──────── Excerpted data ────────

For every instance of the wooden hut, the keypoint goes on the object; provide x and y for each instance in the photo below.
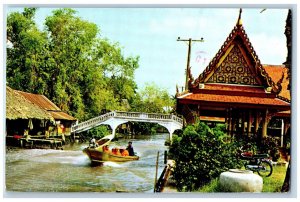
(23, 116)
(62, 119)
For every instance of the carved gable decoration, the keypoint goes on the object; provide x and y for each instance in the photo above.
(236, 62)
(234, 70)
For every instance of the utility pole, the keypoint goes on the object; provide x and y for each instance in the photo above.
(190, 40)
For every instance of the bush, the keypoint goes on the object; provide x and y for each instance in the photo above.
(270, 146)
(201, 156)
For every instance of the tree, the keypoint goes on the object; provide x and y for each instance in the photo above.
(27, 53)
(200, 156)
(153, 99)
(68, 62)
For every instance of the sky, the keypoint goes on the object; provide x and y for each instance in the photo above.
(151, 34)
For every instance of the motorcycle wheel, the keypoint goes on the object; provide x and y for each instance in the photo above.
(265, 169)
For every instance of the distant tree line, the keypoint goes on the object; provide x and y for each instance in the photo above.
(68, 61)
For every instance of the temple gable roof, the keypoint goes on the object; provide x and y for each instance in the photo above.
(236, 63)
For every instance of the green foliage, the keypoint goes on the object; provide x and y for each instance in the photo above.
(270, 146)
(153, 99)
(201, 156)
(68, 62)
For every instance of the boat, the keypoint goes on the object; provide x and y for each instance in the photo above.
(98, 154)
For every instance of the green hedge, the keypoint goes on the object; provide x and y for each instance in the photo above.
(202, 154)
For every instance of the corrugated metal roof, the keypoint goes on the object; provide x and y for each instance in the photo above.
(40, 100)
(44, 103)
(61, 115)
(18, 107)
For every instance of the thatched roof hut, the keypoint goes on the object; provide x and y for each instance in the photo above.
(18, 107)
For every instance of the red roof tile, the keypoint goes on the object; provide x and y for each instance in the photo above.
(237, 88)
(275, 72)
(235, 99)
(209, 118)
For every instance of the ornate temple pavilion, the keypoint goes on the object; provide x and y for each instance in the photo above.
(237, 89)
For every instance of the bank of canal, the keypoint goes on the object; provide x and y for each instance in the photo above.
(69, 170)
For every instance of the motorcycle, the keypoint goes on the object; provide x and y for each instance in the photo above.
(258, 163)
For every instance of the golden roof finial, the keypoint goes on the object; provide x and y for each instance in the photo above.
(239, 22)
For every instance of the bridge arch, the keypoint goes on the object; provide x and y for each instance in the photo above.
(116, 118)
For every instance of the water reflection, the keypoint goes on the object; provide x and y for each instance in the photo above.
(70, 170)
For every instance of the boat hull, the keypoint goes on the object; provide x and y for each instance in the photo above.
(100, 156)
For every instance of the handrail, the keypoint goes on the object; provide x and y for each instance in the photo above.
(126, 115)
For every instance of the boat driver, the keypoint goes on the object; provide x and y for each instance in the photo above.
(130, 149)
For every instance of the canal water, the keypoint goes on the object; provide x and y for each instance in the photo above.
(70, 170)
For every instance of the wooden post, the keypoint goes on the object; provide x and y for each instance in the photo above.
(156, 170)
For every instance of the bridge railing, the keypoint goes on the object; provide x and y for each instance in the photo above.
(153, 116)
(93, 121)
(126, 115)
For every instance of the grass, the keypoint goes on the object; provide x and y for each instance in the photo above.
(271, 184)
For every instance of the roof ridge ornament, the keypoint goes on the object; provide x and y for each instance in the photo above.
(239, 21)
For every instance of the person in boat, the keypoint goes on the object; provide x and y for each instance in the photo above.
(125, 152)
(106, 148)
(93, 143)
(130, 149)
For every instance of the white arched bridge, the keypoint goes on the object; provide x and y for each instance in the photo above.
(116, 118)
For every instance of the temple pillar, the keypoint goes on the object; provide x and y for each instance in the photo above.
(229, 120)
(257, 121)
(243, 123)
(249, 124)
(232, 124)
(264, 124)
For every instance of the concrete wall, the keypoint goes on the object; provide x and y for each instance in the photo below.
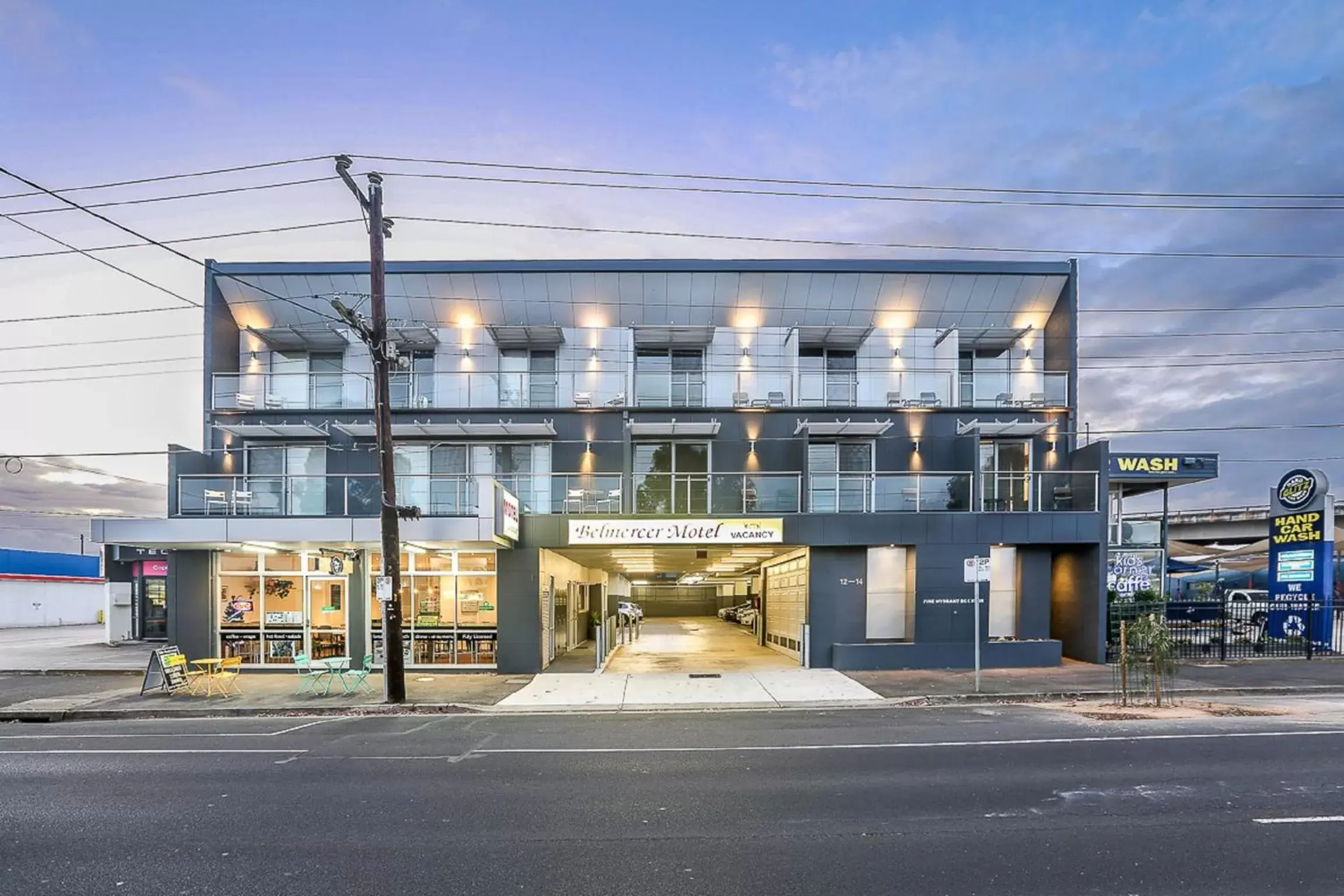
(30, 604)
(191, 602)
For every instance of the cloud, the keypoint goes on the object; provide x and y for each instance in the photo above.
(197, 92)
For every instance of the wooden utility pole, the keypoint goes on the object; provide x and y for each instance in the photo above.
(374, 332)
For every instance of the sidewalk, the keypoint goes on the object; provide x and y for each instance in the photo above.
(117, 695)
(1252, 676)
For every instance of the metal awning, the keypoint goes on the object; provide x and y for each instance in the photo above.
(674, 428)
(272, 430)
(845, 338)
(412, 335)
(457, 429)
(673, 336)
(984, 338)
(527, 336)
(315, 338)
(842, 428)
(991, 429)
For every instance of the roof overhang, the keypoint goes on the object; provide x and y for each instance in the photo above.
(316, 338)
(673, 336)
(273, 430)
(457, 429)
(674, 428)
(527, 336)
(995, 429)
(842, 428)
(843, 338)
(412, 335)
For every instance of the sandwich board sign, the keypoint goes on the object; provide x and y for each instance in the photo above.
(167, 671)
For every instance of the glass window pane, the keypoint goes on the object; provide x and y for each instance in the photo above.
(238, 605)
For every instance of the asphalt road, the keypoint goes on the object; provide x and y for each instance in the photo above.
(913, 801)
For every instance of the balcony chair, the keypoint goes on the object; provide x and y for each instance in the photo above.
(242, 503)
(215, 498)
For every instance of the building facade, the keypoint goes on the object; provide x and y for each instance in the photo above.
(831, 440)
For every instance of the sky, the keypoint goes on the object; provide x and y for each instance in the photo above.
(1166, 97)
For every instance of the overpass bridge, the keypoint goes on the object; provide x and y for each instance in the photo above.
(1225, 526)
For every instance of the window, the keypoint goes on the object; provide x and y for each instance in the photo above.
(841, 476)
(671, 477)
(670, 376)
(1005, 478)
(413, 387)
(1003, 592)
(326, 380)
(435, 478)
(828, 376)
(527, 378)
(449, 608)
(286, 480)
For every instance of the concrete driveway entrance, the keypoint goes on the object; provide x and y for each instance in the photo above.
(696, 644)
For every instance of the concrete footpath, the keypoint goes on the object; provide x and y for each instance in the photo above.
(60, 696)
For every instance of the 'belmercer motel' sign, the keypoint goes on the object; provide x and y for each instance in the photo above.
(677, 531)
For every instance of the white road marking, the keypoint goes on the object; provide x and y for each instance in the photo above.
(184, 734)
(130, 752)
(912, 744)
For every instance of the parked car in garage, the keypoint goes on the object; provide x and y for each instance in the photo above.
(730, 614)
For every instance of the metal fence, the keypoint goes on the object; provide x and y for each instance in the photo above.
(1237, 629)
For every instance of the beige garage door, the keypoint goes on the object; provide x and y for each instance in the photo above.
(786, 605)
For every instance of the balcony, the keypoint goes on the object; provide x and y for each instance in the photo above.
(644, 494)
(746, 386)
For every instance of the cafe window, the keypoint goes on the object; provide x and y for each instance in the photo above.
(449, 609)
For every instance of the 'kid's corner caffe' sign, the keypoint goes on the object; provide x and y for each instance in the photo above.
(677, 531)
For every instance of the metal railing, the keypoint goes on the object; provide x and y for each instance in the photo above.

────────

> **Required task**
Copy out exactly the lines from the line with "For every instance of the window, the" to the end of the listing, including both of those lines, and give nothing else.

> **Output of the task**
For every instance of the window, the keypoint goes on the object; provide x and y for each instance in the photo above.
(841, 476)
(671, 477)
(670, 376)
(1005, 478)
(413, 387)
(1003, 592)
(326, 380)
(435, 478)
(828, 376)
(527, 378)
(449, 608)
(286, 480)
For every instance of the concrete driveway entrance, the keypoint goes on the object; provide x and y for each instance in the photo above.
(696, 644)
For every instance of the concrete footpath, the keypoint goes on the object; provide x and y for each instance in the photo above.
(60, 696)
For every instance of the 'belmercer motel' sign, the keypoint goes on the object; provide x and y for each instance in the photo above.
(677, 531)
For every instance of the white road marking, the keypoint goes on the object; provide x and y for each instance in the photo above.
(184, 734)
(130, 752)
(912, 744)
For every instance of the parked car in garage, the keypoint goes on the object; provide x and y for each instance in the photo above.
(730, 614)
For every instance of the metal fence, the keypoint goes on the object; provide x and y for each instance in the photo above.
(1237, 629)
For every instance of the beige garage door, the keypoint goes on the object; provide x and y for each instance in the photo above.
(786, 605)
For every instance of the balcony, the keypoint goes on the object; provide x and y for each instance in the photo above.
(644, 494)
(746, 386)
For every instance of the cafe window, the keypoint goes on the object; provide x and y for each instance in the photo above.
(449, 609)
For every instance of the 'kid's corner caffe' sign, the keypoint goes on the object; provide x and y for each instance in the photo above.
(677, 531)
For every instance of the metal railing, the keypoint goes on the object; provide x and y for each instance in the photo above.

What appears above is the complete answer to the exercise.